SELECTED EXTRACT:
BEGIN

Reduced cell size under flow, as shown by three-dimensional reconstruction of cell volumes in cells with stained membranes. Image courtesy of W. Kuehn, Albert-Ludwig-University of Freiburg, Germany.

The mammalian target of rapamycin (mTOR) signalling pathway, which is driven by the multi-protein complexes mTOR complex 1 (mTORC1) and mTORC2, regulates cell size in response to growth factors and amino acids. Primary cilia, the assembly of which depends on kinesin molecular motors, serve as sensory organelles and signalling platforms. Boehlke et al. now show that the bending of cilia by fluid flow activates the LKB1 (also known as STK11) pathway tumour suppressor to downregulate mTOR signalling and inhibit cell size.

the bending of cilia by fluid flow activates the LKB1 ... pathway ... to downregulate mTOR signalling and inhibit cell size.

mTOR signalling is deregulated in polycystic kidney disease, in which mutations in ciliary proteins result in a failure to sense urine flow. As cells that line kidney cysts are enlarged, the authors postulated that cilia might regulate mTOR signalling and cell size. They first investigated whether loss of primary cilia affects cell size in vivo. Mouse kidneys with a mutation in the Kinesin-2 family member KIF3A lose cilia and have larger collecting duct cells than control animals, suggesting that primary cilia regulate cell size. The authors next generated a Madin–Darby canine kidney (MDCK) cell line in which KIF3A could be conditionally knocked down (termed KIF3A-i). These cells lack cilia and are larger than control cells when grown under fluid flow. Thus, loss of cilia increases cell size in vivo, and in vitro in the presence of flow.

END

MATERIAL PROVIDED:
BEGIN

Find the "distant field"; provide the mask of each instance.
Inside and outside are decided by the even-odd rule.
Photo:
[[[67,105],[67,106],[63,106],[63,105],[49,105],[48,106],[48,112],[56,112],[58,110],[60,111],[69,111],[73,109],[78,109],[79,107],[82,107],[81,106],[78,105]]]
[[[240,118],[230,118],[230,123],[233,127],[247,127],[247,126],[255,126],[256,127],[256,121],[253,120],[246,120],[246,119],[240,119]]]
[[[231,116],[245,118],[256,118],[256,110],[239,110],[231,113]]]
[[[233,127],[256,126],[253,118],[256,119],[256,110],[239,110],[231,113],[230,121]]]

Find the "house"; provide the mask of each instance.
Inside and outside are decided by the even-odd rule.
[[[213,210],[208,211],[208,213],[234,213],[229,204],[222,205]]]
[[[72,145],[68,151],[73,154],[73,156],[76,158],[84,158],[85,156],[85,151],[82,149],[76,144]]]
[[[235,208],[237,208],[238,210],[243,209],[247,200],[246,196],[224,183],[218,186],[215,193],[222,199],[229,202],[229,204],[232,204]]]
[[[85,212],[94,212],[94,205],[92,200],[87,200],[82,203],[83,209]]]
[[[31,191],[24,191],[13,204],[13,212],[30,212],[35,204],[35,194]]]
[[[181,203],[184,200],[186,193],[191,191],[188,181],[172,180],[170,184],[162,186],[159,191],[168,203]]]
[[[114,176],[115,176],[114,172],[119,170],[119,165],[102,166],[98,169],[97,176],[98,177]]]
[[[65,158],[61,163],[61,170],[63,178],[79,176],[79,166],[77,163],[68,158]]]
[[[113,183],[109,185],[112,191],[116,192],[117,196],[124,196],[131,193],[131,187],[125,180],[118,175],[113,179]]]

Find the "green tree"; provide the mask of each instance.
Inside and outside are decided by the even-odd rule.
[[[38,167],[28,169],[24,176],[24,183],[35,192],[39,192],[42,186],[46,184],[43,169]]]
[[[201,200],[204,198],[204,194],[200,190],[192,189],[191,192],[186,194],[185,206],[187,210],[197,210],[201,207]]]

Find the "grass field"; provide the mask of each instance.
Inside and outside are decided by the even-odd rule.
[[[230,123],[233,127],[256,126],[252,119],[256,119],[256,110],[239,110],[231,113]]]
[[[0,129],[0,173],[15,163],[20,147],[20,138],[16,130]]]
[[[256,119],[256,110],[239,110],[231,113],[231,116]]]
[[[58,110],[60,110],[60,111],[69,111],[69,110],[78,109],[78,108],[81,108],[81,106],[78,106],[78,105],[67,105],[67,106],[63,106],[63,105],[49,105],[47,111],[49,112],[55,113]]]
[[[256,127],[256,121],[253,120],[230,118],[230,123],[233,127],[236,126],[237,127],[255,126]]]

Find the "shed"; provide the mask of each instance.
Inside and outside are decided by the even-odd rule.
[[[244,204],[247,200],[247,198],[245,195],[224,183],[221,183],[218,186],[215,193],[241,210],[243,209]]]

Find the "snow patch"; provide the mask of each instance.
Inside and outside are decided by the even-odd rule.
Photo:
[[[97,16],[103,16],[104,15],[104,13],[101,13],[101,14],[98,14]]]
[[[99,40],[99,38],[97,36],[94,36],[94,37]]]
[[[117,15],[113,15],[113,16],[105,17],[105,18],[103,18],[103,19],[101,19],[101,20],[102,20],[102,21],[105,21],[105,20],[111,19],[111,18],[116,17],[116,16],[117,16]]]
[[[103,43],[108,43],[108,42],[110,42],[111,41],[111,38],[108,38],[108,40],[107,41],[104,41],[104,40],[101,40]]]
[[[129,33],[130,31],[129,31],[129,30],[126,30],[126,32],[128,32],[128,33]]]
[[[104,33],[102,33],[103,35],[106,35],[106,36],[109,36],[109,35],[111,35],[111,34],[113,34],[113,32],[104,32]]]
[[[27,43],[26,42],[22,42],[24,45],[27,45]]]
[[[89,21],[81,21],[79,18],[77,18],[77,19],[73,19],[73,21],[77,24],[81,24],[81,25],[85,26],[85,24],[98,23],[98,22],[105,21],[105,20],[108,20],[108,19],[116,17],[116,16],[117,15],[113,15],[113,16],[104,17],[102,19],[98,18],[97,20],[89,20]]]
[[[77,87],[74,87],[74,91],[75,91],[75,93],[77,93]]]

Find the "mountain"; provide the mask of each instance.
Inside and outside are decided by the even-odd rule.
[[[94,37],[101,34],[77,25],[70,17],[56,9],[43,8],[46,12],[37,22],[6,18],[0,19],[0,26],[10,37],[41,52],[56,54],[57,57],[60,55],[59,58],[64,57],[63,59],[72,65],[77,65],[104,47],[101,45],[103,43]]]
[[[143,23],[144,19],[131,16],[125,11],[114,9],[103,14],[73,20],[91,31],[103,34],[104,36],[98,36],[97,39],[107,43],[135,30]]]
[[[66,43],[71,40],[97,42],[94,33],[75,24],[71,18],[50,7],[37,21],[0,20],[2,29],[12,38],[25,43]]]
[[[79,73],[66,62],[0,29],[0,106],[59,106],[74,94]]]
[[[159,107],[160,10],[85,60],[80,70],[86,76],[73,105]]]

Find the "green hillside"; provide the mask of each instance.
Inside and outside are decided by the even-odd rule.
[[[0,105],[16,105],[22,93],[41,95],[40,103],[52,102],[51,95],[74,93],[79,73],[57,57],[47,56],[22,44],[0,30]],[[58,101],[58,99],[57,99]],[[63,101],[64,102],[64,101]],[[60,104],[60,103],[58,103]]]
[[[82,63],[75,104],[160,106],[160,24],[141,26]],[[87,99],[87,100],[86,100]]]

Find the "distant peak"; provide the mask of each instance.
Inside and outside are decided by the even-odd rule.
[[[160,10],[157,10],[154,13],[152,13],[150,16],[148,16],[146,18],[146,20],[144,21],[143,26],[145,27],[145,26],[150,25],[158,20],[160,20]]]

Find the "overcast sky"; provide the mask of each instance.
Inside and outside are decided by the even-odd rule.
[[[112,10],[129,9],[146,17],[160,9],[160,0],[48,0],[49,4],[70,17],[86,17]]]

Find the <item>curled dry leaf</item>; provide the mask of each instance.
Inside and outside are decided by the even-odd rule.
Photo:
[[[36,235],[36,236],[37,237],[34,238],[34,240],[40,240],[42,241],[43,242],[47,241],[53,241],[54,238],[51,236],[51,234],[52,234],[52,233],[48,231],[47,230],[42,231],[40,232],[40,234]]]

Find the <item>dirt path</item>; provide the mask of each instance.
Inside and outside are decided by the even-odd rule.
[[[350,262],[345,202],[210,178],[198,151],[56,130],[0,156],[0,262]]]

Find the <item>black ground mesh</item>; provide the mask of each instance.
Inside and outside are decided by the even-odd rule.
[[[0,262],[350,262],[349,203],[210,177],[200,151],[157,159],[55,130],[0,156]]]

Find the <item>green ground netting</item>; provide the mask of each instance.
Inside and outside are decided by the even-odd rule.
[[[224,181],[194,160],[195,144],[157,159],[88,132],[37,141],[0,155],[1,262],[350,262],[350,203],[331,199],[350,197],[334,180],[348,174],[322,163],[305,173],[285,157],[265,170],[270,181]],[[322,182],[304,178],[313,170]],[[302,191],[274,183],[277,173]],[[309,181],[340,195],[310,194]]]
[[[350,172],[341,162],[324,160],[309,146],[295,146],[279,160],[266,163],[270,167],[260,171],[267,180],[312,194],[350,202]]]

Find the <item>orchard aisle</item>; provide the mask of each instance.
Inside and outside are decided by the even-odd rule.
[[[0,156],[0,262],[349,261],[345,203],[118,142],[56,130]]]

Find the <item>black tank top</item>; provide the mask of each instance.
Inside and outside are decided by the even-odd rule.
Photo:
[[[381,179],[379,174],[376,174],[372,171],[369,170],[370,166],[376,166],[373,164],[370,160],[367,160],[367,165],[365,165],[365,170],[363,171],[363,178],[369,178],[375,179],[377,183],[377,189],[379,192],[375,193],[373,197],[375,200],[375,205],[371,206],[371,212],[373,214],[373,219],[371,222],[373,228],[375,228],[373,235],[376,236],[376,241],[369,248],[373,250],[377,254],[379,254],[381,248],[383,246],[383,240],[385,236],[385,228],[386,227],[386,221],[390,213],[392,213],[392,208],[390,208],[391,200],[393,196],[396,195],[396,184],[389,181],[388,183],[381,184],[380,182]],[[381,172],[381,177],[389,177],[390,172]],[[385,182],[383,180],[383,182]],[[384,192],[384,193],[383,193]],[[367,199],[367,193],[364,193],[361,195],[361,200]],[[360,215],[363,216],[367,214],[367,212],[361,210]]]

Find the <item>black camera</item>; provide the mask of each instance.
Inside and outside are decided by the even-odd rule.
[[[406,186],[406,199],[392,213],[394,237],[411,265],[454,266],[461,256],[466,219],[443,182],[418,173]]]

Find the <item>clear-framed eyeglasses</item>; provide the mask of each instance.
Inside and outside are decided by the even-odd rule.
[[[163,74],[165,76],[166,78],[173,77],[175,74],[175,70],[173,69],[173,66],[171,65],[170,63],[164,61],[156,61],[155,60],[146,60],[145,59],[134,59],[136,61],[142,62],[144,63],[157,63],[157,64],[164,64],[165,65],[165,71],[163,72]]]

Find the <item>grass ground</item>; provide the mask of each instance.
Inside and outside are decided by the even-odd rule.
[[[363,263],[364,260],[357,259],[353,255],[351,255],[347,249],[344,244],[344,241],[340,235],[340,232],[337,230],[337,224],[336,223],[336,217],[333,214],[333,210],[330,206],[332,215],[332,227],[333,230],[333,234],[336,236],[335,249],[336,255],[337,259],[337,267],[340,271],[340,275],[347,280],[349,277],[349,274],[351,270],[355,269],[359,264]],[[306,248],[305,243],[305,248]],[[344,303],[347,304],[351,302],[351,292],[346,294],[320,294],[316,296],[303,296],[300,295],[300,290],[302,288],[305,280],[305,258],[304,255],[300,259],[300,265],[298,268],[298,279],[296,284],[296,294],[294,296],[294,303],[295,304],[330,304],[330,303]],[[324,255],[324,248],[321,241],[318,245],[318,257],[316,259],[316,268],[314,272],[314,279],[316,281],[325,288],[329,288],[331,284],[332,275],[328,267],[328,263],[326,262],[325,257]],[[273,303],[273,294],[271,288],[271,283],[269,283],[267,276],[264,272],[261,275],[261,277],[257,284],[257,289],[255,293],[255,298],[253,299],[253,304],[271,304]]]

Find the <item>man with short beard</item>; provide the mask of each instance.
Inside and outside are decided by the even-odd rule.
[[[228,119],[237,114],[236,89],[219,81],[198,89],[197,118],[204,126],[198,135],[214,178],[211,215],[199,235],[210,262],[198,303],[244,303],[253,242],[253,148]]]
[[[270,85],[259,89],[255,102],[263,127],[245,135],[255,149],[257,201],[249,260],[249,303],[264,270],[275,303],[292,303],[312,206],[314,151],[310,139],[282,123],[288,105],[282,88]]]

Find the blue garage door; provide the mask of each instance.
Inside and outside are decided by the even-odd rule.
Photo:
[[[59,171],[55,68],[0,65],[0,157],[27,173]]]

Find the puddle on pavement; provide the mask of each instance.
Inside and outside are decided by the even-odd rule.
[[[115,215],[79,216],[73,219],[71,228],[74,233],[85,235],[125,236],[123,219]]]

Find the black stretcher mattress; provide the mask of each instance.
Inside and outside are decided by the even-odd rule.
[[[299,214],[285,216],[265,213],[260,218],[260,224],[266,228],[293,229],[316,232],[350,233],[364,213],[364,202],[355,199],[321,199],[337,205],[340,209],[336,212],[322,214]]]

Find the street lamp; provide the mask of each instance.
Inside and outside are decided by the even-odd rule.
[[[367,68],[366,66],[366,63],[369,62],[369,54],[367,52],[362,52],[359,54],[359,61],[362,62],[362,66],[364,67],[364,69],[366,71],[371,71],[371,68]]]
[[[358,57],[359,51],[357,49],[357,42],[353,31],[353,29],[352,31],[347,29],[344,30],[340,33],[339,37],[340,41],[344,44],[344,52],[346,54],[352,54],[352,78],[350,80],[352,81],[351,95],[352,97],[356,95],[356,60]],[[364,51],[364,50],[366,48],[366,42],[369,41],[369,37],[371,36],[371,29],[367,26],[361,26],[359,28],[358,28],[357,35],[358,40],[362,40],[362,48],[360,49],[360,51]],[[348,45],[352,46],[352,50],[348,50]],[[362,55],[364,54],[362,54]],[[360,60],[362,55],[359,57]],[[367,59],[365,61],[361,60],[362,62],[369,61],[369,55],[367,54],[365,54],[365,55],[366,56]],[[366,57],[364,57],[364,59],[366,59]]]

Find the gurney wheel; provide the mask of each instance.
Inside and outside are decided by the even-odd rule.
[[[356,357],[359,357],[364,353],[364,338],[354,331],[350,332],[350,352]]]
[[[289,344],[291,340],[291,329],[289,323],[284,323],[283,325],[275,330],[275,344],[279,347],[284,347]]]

END

TO DO:
Decide whether each statement agrees with the passage on cilia and cell size. For each, answer yes or no and quote the words of the passage that decide it.
1. Mouse kidneys with a mutation in KIF3A have smaller collecting duct cells than control animals.
2. The assembly of primary cilia depends on kinesin molecular motors.
3. KIF3A-i cells grown under fluid flow are larger than control cells.

EXERCISE RESPONSE:
1. No: "have larger collecting duct cells than control animals"
2. Yes: "Primary cilia, the assembly of which depends on kinesin molecular motors"
3. Yes: "are larger than control cells when grown under fluid flow"